**Goal**
What do the lines say from the one containing "the woman's face" to the end of the records? Restate them word for word, and only those.

[Position identification records]
#####

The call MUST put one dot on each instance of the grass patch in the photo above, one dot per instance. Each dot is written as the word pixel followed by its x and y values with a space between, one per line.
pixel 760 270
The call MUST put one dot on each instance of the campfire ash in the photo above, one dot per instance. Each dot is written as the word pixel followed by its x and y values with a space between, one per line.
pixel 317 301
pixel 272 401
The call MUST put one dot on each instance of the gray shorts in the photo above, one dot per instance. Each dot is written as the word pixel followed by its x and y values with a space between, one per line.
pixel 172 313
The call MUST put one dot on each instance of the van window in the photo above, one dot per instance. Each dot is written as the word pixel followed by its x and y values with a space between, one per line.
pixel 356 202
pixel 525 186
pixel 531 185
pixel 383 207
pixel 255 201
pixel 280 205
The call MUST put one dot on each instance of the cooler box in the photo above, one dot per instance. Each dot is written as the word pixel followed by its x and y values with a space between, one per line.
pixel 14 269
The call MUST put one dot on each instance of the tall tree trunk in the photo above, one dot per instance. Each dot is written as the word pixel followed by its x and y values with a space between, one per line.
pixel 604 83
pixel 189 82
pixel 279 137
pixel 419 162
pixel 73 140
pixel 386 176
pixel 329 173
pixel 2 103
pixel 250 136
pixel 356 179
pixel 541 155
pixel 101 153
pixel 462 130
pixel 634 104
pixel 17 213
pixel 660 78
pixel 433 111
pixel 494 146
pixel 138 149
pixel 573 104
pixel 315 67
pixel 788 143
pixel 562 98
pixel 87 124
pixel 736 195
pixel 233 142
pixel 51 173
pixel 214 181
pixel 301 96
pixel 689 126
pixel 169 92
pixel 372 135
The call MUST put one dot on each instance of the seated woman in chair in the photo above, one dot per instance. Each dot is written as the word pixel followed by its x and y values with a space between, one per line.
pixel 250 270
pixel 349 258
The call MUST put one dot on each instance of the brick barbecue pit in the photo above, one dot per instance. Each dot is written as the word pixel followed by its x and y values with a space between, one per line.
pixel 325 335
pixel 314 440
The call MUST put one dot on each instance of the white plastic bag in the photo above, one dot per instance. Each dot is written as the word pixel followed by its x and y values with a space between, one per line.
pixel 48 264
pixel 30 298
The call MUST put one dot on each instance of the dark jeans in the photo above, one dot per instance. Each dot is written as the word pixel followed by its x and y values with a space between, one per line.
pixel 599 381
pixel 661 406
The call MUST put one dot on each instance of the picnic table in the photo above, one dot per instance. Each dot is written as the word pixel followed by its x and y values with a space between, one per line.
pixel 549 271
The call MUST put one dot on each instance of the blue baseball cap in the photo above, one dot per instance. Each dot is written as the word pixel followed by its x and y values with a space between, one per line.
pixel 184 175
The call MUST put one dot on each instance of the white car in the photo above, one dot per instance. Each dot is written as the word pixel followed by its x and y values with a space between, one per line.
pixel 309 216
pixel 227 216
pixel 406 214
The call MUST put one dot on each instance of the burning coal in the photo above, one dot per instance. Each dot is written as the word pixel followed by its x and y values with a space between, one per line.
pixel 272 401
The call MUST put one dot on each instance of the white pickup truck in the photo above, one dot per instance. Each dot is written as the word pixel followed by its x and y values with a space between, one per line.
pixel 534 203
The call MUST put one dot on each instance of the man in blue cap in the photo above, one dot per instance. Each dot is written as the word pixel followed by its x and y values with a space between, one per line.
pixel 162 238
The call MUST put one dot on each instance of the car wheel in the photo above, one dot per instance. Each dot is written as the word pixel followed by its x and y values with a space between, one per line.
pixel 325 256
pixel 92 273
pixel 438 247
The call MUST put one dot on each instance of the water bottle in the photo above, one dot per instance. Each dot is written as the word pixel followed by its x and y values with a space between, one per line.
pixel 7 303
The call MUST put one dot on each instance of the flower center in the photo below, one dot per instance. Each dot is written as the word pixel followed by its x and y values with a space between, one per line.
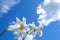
pixel 40 28
pixel 21 27
pixel 34 29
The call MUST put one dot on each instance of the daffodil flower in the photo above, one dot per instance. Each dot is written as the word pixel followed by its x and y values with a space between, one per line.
pixel 19 28
pixel 34 30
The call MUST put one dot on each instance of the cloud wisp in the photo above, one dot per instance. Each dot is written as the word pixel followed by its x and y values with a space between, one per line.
pixel 5 5
pixel 48 11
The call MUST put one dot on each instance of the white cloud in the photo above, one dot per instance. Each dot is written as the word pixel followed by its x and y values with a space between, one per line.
pixel 5 5
pixel 49 11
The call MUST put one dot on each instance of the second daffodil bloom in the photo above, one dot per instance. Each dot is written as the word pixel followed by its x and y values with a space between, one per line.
pixel 19 27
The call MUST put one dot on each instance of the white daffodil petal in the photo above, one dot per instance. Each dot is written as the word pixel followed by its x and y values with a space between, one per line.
pixel 41 33
pixel 18 21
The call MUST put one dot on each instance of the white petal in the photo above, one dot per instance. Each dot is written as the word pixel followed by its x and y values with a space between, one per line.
pixel 18 21
pixel 41 33
pixel 13 27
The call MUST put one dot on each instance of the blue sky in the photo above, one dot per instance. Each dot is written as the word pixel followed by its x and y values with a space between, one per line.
pixel 27 8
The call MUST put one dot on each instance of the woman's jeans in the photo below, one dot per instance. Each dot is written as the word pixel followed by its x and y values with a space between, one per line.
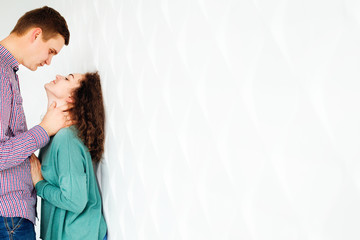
pixel 16 228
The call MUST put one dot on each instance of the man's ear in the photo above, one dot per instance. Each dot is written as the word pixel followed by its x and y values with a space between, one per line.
pixel 35 33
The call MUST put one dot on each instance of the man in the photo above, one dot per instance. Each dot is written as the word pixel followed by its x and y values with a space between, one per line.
pixel 38 35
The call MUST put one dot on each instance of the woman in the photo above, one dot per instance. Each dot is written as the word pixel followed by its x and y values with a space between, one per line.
pixel 65 180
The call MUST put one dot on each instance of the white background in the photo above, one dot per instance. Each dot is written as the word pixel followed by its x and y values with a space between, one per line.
pixel 227 119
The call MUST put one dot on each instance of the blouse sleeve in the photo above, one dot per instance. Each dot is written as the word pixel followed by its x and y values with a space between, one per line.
pixel 71 194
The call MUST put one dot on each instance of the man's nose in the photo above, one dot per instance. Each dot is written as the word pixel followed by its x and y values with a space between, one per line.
pixel 48 61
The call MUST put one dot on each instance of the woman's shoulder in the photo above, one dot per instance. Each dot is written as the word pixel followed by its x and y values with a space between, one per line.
pixel 68 134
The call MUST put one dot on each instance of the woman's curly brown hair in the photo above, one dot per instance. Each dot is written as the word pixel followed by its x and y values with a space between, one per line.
pixel 89 114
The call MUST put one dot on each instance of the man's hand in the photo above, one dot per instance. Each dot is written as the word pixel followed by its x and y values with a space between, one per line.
pixel 35 169
pixel 56 118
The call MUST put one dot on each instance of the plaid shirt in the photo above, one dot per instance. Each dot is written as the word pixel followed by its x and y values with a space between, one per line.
pixel 17 194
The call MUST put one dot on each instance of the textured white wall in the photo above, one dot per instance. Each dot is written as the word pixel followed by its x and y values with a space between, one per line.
pixel 231 119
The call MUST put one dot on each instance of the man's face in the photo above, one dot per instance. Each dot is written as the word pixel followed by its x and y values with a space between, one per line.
pixel 41 52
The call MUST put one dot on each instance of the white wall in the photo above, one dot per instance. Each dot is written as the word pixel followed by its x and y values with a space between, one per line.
pixel 231 119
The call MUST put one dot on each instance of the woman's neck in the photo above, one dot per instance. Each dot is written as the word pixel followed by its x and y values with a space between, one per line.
pixel 59 102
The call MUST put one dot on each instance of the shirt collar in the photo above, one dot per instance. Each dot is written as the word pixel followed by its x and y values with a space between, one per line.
pixel 8 59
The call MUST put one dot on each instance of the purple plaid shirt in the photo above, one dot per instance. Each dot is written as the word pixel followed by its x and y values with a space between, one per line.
pixel 17 194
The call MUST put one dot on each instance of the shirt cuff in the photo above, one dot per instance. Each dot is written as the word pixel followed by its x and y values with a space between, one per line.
pixel 40 135
pixel 40 186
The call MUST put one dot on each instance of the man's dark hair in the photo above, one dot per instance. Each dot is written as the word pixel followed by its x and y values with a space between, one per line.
pixel 46 18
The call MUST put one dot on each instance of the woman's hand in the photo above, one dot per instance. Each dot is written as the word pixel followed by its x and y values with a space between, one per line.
pixel 35 169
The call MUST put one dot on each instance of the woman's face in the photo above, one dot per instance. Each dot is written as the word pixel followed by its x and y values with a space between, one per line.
pixel 62 87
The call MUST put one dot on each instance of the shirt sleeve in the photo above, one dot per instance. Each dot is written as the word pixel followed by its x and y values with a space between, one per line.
pixel 71 194
pixel 14 150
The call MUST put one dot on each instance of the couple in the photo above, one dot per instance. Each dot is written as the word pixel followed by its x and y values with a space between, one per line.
pixel 71 138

#####

**Completed task**
The call MUST put one dot on each instance of the woman's face in the photo above, one dot per instance. Each dot is written as the word pixel followed by its x and y values with a space between, one per line.
pixel 62 87
The call MUST put one dot on each instance of the shirt sleeve in the photo above, one dot per instance. Each dot is written as the word pixel followed by its x and y values with a space between, one per line.
pixel 71 194
pixel 14 150
The call MUST put one dot on each instance of the couple in the photo above, one dot per instance. Each dot is written as the word pixel followed by its x and y values with a space between, one per line.
pixel 71 138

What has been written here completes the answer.